Excerpted passage:
** begin **

Mihashi is pitching nicely, outing all of Mihoshi's batters so far. At the top of the 2nd inning, Tajima easily hits Kanō's forkball. Hanai tries to compete with Tajima and do the same, but strikes out instead. Momoe then stresses the importance of the team to work together, because Tajima needs the help of his team mates in order to score runs since he is too small to hit home runs on his own. During the bottom of the 2nd, Kanō explains to Oda the secret behind Mihashi's fastball, saying that it is "faster than a slow fastball", which is why it is hard to hit.
| 5 | "Don't Get Careless!" Transliteration: "Te o nuku na" (Japanese: 手を抜くな) | Jun Matsumoto | Shōgo Yasukawa | May 11, 2007 |
With nice team work, Nishiura is able to score two consecutive runs easily. Meanwhile, tension is rising between Kanō and the rest of his team. They end up having an argument, but eventually cooled down and resolved to win the game against Nishiura to prove once and for all that Kanō is the better pitcher. Witnessing from the sidelines, Mihashi seems to be longing to join back with his old team, but Abe decides to do his best to get Mihashi to acknowledge him and Nishiura as the team in which Mihashi belongs to.
| 6 | "The Requirement for Pitchers" Transliteration: "Tōshu no jōken" (Japanese: 投手の条件) | Natsuo Sōta | Kazuho Hyōdō | May 18, 2007 |
Going into the bottom of the 7th inning, Kanō finally goes into detail about how great Mihashi's control really is, and Mihoshi's substitute coach comes up with a plan. Abe tried to aim for a perfect game (not letting any opposing players to get onto base), but because Mizutani missed the ball, the perfect game was lost. Abe then was determined to have a no hit and no run game, but since Oda followed the coach's plan, Oda was able to assist his teammate to run home. To make matters worse, Hatake was able to rally by hitting a home run, placing Mihoshi in the lead. However, despite the devastation, Mihashi still has the will to keep on pitching.
| 7 | "I Want to Play Baseball" Transliteration: "Yakyū shitai" (Japanese: 野球したい) | Tarō Iwasaki | Hideki Shirane | May 25, 2007 |
Through good teamwork, Nishiura was able to rally and gain back the lead. After winning the game, Mihashi's old teammates finally acknowledge their mistakes and ask for his forgiveness and to come back. Mihashi declines, but he says that he liked getting the chance to play a proper game of baseball with everyone. After returning to their training camp, Mihashi finally is able to fall asleep.

** end **

Dataset rows:
** begin **

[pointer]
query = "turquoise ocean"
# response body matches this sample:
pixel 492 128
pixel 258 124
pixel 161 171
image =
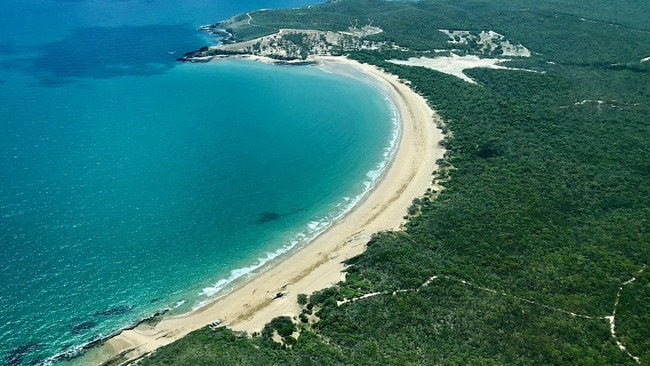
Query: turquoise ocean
pixel 132 184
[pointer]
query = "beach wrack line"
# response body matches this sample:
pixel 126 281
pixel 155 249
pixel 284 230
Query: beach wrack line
pixel 320 264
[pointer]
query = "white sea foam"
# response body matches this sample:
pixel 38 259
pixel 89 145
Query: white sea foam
pixel 316 227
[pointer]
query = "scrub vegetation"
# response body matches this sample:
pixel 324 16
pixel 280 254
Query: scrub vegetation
pixel 536 251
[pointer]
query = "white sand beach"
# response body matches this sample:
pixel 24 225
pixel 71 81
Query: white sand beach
pixel 250 306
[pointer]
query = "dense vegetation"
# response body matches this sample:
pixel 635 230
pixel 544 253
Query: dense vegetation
pixel 544 218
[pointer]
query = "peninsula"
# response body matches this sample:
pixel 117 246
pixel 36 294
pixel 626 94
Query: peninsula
pixel 535 251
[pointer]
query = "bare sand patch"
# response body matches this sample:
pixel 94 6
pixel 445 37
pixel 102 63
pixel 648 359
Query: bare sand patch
pixel 455 65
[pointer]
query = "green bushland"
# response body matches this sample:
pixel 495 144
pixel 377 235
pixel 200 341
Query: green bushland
pixel 545 210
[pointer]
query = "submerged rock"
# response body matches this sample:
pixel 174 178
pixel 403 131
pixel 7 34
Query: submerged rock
pixel 268 217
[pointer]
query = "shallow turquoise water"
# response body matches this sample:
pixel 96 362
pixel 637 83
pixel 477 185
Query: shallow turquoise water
pixel 130 183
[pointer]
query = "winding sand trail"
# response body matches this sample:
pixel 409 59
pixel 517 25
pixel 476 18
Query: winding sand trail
pixel 319 265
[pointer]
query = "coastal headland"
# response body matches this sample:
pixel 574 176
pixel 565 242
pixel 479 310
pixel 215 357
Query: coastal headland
pixel 320 264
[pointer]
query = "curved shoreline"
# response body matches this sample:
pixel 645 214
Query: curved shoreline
pixel 319 264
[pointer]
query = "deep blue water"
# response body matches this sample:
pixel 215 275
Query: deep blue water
pixel 130 183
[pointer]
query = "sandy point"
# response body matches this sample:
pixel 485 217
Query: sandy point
pixel 319 265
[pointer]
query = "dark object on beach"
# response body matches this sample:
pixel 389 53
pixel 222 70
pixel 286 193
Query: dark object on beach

** end **

Exercise tasks:
- A) According to the episode summaries, who hits the home run that puts Mihoshi in the lead?
- B) Copy word for word the part of the episode summaries that starts with "Mihashi is pitching" and ends after "hard to hit.".

Expected results:
- A) Hatake

- B)
Mihashi is pitching nicely, outing all of Mihoshi's batters so far. At the top of the 2nd inning, Tajima easily hits Kanō's forkball. Hanai tries to compete with Tajima and do the same, but strikes out instead. Momoe then stresses the importance of the team to work together, because Tajima needs the help of his team mates in order to score runs since he is too small to hit home runs on his own. During the bottom of the 2nd, Kanō explains to Oda the secret behind Mihashi's fastball, saying that it is "faster than a slow fastball", which is why it is hard to hit.